What you need to do:
All of the records below need to be copied exactly.

=-=-=

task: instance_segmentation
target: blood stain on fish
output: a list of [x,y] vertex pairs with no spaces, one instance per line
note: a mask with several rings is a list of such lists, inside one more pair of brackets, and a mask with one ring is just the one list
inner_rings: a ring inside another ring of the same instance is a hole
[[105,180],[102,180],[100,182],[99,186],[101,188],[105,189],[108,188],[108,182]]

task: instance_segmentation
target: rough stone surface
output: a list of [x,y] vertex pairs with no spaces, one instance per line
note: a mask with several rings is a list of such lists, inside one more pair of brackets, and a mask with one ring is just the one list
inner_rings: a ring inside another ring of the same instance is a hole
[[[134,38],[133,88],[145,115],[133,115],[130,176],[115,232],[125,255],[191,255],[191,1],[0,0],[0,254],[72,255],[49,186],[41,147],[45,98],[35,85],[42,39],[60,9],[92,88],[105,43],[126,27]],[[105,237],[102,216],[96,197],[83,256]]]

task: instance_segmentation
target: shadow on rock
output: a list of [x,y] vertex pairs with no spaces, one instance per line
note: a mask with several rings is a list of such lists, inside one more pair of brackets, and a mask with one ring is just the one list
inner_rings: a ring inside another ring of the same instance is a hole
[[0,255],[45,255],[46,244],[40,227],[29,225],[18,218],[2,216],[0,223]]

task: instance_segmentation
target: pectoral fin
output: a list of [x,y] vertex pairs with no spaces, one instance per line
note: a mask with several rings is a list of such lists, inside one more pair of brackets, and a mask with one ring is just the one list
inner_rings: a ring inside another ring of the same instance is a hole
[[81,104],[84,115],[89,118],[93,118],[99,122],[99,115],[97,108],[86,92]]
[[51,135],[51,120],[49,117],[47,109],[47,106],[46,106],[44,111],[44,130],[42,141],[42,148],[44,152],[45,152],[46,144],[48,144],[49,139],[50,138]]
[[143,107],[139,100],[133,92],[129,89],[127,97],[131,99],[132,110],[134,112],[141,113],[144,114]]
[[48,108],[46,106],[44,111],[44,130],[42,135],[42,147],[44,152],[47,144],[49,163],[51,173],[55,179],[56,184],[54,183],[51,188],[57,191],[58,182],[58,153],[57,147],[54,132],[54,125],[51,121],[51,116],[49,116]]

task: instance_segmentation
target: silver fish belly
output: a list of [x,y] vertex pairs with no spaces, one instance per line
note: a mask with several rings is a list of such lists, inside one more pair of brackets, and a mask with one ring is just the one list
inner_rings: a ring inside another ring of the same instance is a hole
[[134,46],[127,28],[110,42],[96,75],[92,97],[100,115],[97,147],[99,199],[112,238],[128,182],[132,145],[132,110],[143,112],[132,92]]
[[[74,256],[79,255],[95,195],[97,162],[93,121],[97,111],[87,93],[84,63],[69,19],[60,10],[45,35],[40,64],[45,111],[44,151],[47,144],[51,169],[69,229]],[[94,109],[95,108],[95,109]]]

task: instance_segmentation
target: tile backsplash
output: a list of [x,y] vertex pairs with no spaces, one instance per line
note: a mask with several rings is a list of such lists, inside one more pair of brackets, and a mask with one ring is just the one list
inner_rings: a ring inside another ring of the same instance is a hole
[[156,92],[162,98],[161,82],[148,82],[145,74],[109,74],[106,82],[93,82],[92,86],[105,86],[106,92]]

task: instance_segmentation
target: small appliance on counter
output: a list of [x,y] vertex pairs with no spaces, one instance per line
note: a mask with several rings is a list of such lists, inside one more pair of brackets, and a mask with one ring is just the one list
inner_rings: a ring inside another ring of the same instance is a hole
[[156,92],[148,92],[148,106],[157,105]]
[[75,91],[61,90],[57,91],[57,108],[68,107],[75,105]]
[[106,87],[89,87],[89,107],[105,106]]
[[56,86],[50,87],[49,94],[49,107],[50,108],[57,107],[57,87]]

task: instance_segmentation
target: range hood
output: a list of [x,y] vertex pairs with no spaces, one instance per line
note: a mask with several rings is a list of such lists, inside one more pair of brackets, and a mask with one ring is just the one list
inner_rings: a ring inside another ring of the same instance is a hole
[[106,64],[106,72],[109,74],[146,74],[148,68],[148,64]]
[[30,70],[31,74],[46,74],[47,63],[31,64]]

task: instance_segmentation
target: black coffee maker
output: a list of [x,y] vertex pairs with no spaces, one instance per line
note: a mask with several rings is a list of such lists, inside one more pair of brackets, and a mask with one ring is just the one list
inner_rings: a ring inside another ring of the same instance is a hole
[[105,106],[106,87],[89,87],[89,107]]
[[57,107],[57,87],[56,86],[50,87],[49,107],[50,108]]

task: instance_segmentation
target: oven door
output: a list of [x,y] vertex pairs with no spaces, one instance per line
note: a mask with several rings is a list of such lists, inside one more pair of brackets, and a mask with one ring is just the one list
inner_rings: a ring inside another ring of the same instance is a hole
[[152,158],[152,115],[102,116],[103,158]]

=-=-=

Expected answer:
task: instance_segmentation
target: blood stain on fish
output: a list of [x,y] vertex pairs with no spaces, one instance per line
note: a mask with several rings is a list of such lists, inside one more pair of brackets, and a mask with one ring is just the one list
inner_rings: a ring inside another ring of the same instance is a hole
[[105,180],[102,180],[100,182],[99,186],[101,188],[105,189],[108,188],[108,182]]

task: instance_segmentation
target: rough stone surface
output: a list of [x,y] vertex pairs with no spaces, one instance per line
note: a mask with several rings is a list of such lists, inside one more pair of brackets, and a mask with one ring is just the one list
inner_rings: a ring inside another ring of the same instance is a hole
[[[134,38],[133,88],[145,115],[133,115],[130,176],[115,232],[125,255],[191,255],[191,1],[0,0],[0,254],[72,255],[49,186],[41,147],[45,98],[35,85],[42,39],[60,9],[92,88],[105,43],[126,27]],[[105,237],[102,216],[96,197],[83,256]]]

task: instance_segmentation
target: shadow on rock
output: a list of [x,y] vertex pairs with no spaces, one instance per line
note: a mask with several rings is a list of such lists, inside one more pair of brackets, and a mask with one ring is just the one list
inner_rings: a ring inside another ring of the same instance is a hole
[[0,255],[45,255],[46,244],[40,227],[29,225],[18,218],[2,216],[0,223]]

task: instance_segmentation
target: pectoral fin
output: a list of [x,y] vertex pairs with no spaces, one instance per line
note: a mask with several rings is a list of such lists, inside one more pair of brackets, and a mask with one ring is just the one list
inner_rings: a ring inside another ring of the same instance is a hole
[[81,104],[84,115],[89,118],[93,118],[99,122],[99,115],[97,108],[86,92]]
[[51,135],[51,120],[49,117],[47,109],[47,106],[46,106],[44,111],[44,130],[42,141],[42,148],[44,152],[45,152],[46,144],[48,144],[49,139],[50,138]]
[[143,107],[139,100],[133,92],[129,89],[127,97],[131,99],[132,110],[134,112],[141,113],[144,114]]
[[48,108],[46,106],[44,111],[44,130],[42,135],[42,147],[44,152],[47,144],[49,163],[51,173],[55,179],[56,184],[54,183],[51,188],[57,191],[58,182],[58,153],[57,147],[54,132],[54,125],[51,121],[51,116],[49,116]]

task: instance_segmentation
target: silver fish belly
output: a list of [x,y] vertex pairs with no spaces, one instance per line
note: a mask with several rings is a list of such lists, inside one more pair of brackets, and a mask with one ring is just the one list
inner_rings: a ring inside another ring of the same instance is a hole
[[134,46],[127,28],[110,42],[96,75],[92,97],[100,115],[97,147],[99,199],[112,238],[128,182],[132,145],[132,110],[143,112],[132,92]]
[[[74,256],[79,255],[95,195],[97,162],[93,121],[97,111],[87,93],[84,63],[69,19],[60,10],[45,35],[40,64],[45,111],[44,151],[47,144],[51,169],[69,229]],[[94,109],[95,108],[95,109]]]

task: instance_segmentation
target: tile backsplash
output: a list of [x,y] vertex pairs with no spaces, one instance per line
note: a mask with several rings is a list of such lists, inside one more pair of brackets, and a mask with one ring is just the one list
inner_rings: a ring inside another ring of the same instance is a hole
[[156,92],[162,98],[161,82],[148,82],[145,74],[109,74],[106,82],[93,82],[92,86],[105,86],[106,92]]

task: instance_segmentation
target: small appliance on counter
output: a list of [x,y] vertex pairs with no spaces, one instance per line
note: a mask with several rings is a list of such lists, inside one more pair of brackets, and a mask with one ring is just the one list
inner_rings: a ring inside another ring of the same instance is a hole
[[156,92],[148,92],[148,106],[157,105]]
[[75,91],[61,90],[57,91],[57,108],[68,107],[75,105]]
[[106,87],[89,87],[89,107],[105,106]]
[[56,86],[50,87],[49,94],[49,107],[50,108],[57,107],[57,87]]

task: instance_segmentation
target: range hood
output: a list of [x,y] vertex pairs with no spaces, one instance per line
note: a mask with several rings is a list of such lists, inside one more pair of brackets, and a mask with one ring is just the one list
inner_rings: a ring inside another ring of the same instance is a hole
[[106,64],[106,72],[109,74],[146,74],[148,68],[148,64]]
[[30,70],[31,74],[46,74],[47,63],[31,64]]

task: instance_segmentation
target: black coffee maker
output: a list of [x,y] vertex pairs with no spaces, one instance per line
note: a mask with several rings is a list of such lists, inside one more pair of brackets, and a mask with one ring is just the one list
inner_rings: a ring inside another ring of the same instance is a hole
[[105,106],[106,87],[89,87],[89,107]]
[[57,107],[57,87],[56,86],[50,87],[49,107],[50,108]]

task: instance_segmentation
target: oven door
output: a list of [x,y] vertex pairs with no spaces, one instance per line
note: a mask with several rings is a list of such lists, inside one more pair of brackets, and a mask with one ring is just the one list
inner_rings: a ring inside another ring of the same instance is a hole
[[152,158],[152,115],[102,116],[103,158]]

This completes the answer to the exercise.